Written request: Please rewrite everything from the line containing "the phone screen?" down to the end of the items below, replacing "format" with "layout" and leaving all else unchanged.
================
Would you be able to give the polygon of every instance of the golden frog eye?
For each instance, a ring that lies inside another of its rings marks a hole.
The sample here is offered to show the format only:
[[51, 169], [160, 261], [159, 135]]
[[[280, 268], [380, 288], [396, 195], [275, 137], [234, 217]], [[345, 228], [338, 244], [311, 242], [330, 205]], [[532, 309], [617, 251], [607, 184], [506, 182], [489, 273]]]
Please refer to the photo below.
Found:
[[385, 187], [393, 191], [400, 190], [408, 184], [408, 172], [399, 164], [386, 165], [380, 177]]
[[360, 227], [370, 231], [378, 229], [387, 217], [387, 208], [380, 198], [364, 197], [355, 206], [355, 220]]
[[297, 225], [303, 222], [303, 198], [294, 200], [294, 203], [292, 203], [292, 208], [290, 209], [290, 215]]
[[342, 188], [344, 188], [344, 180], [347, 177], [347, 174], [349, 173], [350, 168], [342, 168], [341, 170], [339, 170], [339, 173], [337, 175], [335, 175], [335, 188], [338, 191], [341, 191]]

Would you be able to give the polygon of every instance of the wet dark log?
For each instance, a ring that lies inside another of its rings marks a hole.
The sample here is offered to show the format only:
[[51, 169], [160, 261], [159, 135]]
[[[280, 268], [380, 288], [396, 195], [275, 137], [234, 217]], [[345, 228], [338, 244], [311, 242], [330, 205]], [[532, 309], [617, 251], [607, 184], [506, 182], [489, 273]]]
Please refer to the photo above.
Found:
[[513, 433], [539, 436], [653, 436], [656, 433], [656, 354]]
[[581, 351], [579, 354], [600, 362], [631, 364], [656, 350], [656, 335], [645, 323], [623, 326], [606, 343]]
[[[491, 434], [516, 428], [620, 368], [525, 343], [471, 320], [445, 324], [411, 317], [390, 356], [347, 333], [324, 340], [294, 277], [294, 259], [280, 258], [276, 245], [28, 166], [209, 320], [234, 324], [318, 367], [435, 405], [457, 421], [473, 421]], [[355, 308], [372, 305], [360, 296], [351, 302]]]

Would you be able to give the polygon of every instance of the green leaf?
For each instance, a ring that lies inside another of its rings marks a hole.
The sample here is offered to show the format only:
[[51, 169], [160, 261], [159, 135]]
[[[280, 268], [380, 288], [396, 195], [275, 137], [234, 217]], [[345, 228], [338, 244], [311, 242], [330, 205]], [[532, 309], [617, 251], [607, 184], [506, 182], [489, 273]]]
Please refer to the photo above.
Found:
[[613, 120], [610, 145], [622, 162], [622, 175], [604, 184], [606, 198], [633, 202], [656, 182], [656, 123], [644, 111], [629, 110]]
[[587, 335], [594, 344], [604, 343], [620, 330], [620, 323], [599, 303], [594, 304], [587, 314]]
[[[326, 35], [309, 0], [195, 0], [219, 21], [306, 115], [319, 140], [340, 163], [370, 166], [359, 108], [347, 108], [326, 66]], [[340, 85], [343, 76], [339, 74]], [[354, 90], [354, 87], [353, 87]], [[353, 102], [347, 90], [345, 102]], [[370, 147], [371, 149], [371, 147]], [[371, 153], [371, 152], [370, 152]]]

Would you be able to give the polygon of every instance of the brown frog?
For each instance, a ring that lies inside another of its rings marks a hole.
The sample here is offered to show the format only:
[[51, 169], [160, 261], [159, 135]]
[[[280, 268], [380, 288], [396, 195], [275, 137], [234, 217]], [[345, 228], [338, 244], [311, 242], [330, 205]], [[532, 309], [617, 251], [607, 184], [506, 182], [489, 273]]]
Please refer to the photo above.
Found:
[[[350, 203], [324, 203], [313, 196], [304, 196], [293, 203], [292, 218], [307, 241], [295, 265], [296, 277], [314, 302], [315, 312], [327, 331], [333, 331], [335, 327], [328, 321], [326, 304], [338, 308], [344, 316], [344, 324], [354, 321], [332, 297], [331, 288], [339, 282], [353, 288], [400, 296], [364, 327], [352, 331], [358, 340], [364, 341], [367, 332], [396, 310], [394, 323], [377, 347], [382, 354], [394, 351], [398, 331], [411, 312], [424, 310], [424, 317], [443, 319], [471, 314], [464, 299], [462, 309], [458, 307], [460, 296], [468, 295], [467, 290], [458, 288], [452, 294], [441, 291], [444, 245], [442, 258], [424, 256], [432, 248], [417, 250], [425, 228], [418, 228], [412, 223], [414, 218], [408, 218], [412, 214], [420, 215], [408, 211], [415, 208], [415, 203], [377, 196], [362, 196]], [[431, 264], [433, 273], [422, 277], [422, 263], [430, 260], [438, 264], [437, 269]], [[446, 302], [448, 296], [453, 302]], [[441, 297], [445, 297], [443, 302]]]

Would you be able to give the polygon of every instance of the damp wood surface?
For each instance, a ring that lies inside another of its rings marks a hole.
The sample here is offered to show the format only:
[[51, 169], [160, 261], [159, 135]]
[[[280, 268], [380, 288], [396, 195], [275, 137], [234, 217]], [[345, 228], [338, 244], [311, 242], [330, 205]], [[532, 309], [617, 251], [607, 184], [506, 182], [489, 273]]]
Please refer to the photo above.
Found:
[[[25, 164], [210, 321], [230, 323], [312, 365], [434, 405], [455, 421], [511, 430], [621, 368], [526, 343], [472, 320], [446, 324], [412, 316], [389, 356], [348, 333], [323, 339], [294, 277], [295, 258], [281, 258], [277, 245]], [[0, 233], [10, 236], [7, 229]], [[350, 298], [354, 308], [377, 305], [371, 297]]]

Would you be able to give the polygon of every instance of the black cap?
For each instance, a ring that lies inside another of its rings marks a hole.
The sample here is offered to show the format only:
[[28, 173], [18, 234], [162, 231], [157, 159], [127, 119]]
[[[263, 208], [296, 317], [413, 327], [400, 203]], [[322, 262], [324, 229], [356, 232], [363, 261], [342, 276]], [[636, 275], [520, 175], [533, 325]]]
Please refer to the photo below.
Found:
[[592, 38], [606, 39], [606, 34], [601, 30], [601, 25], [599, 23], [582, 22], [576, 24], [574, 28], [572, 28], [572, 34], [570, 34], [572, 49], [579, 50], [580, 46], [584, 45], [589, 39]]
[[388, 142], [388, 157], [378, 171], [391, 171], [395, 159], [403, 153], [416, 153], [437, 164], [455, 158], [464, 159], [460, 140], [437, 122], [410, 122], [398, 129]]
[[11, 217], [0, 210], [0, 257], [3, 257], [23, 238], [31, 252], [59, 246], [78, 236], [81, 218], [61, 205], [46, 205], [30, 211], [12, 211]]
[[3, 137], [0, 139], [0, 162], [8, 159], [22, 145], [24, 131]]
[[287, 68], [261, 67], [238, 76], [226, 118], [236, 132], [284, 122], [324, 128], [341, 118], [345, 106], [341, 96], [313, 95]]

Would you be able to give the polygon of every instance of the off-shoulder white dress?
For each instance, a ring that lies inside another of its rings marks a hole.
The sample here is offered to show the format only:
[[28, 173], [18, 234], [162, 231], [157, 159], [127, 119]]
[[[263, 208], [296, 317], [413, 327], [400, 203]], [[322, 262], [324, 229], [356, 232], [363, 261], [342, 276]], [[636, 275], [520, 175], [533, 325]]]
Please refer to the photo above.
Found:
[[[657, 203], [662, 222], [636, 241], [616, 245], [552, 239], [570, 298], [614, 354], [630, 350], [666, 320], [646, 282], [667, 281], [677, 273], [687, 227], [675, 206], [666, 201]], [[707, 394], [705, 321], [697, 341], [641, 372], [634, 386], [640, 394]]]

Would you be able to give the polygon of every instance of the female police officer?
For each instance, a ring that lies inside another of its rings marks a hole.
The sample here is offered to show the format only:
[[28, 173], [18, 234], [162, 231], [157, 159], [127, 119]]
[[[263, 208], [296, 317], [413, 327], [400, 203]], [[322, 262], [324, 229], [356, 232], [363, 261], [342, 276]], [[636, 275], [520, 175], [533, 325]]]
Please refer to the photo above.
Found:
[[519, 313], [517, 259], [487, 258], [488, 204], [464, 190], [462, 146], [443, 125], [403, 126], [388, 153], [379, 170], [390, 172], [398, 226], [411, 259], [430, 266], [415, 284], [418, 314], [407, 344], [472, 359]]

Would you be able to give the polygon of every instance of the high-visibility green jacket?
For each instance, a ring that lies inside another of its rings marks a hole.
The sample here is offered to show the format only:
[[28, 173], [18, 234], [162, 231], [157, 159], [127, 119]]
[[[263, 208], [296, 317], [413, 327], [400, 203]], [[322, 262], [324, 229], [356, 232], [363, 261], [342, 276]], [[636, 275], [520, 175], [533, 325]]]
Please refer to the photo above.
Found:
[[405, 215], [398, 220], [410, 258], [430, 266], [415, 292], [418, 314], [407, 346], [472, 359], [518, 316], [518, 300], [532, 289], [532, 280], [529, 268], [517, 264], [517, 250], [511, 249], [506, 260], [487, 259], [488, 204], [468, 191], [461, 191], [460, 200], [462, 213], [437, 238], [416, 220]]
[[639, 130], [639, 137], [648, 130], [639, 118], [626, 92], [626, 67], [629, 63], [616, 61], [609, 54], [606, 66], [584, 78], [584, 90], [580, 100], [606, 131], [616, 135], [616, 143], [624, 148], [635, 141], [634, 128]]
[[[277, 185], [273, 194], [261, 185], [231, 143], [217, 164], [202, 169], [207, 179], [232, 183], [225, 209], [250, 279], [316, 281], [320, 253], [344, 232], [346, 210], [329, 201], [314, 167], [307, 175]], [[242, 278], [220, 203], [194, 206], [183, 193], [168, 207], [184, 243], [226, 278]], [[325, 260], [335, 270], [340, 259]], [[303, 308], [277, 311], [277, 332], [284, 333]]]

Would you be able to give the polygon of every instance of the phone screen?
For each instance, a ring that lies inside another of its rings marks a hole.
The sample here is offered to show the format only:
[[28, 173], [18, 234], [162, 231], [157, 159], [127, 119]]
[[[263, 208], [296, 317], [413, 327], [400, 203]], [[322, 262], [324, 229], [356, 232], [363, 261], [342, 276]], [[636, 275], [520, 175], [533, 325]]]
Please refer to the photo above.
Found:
================
Response to the exercise:
Would you be able to give the polygon of every instance of the phone screen?
For each instance, a ring that lies inside another of its rings marks a hole.
The sample here is offered to show the layout only:
[[28, 173], [18, 234], [162, 231], [157, 159], [127, 119]]
[[[263, 208], [296, 317], [413, 327], [400, 203]], [[322, 262], [324, 229], [356, 232], [363, 261], [342, 276]], [[636, 275], [520, 175], [533, 325]]]
Please refer to the photo above.
Found:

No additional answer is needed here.